◆ **Exercise instructions**: Give as output the line that contains "Put a point on the sneaker, one", followed by every remaining line of the entries, unchanged and with nothing added.
═════ Supplied data
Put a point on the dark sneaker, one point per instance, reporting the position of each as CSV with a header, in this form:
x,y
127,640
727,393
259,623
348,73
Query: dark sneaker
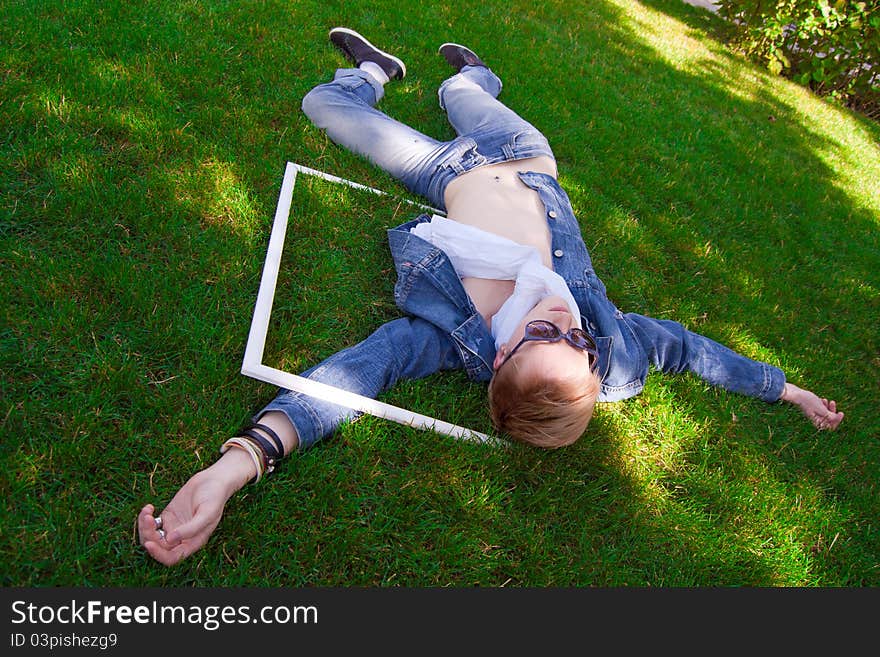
x,y
359,50
458,56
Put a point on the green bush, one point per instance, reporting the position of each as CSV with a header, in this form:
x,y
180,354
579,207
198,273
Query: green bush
x,y
833,47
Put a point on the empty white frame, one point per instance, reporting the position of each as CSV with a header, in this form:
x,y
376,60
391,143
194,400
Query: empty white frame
x,y
253,366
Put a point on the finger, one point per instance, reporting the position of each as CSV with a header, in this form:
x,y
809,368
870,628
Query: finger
x,y
163,555
188,530
147,525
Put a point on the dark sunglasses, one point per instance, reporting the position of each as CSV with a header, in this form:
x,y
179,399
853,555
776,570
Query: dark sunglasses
x,y
541,330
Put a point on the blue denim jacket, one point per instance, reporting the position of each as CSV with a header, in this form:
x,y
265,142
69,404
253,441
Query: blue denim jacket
x,y
443,330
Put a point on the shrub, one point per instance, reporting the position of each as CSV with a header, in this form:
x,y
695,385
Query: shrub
x,y
831,46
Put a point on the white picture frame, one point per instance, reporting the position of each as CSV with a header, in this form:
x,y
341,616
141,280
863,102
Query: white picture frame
x,y
252,363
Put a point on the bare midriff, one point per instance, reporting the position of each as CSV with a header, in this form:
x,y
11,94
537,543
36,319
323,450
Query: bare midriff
x,y
494,199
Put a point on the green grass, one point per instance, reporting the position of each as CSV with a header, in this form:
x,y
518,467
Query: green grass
x,y
142,152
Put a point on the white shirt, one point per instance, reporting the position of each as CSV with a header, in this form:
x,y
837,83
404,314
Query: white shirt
x,y
479,254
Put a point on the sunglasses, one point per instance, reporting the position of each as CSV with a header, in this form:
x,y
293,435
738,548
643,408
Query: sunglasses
x,y
540,330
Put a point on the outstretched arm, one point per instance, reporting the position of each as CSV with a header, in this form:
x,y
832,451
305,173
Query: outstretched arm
x,y
673,348
403,348
820,411
195,511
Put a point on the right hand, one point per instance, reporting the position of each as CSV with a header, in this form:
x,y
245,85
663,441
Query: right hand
x,y
195,511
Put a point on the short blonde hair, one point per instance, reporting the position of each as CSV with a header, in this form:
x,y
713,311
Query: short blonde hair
x,y
542,411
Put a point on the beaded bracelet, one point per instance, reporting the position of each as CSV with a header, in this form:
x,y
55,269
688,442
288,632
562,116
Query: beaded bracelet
x,y
248,447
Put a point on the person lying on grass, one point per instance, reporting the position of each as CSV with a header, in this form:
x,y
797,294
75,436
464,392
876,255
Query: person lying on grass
x,y
503,288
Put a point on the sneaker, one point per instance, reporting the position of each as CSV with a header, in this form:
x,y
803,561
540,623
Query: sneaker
x,y
458,56
358,50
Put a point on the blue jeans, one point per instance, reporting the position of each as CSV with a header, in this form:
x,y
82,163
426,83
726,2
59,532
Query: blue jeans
x,y
488,132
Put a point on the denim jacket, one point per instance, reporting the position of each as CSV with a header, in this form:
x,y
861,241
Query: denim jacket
x,y
443,330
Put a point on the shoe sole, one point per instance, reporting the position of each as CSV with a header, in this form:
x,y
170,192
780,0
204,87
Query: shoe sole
x,y
345,30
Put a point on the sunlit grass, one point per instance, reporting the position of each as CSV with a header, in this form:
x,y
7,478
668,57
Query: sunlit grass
x,y
142,156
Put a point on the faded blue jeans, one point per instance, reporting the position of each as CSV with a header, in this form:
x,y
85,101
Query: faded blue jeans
x,y
488,132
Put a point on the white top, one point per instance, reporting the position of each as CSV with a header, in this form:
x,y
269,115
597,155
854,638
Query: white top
x,y
479,254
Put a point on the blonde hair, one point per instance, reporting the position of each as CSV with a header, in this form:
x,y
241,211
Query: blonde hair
x,y
539,410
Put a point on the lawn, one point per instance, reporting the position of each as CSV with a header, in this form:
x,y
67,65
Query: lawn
══════════
◆ **Expected answer**:
Put a point on the sneaker, one point per instance, reporting the position of each as CSV with a header, in this form:
x,y
803,561
540,623
Query: sneaker
x,y
458,56
358,50
Put a point on the blue jeans, one point per instance, reporting the position of each as CSV with a header, in this form:
x,y
82,163
426,83
726,2
59,532
Query: blue jeans
x,y
488,132
Put a point on the denim jacket, one point per instance, reporting the position of each as CSV with a header, in this form:
x,y
861,241
Query: denim jacket
x,y
443,330
Put a point on the shoe sole, one point per instance, reporting the position of each as CSV with a header, in this form:
x,y
170,192
780,0
204,87
Query: shoe sole
x,y
345,30
Put a point on the sunlit grass, one point per instance, reporting the position of each as CSV with a header, in this form:
x,y
7,478
668,57
Query: sunlit grass
x,y
142,156
Put a point on the faded blue jeans, one point per instance, reporting the position of each as CSV with a header, in this form:
x,y
85,101
Query: faded blue jeans
x,y
488,132
Put a point on the white top, one point per instance, reporting the position of each as CSV with a header, in this form:
x,y
269,115
597,155
854,638
Query: white top
x,y
479,254
Put a point on the blonde hair, one point per instance, reporting the position of each as CSV with a header, in this form:
x,y
241,211
Query: blonde hair
x,y
539,410
Put a point on the lawn, one point per instance, reporting the position of each as CSV with a header, in this form:
x,y
67,65
Query: lawn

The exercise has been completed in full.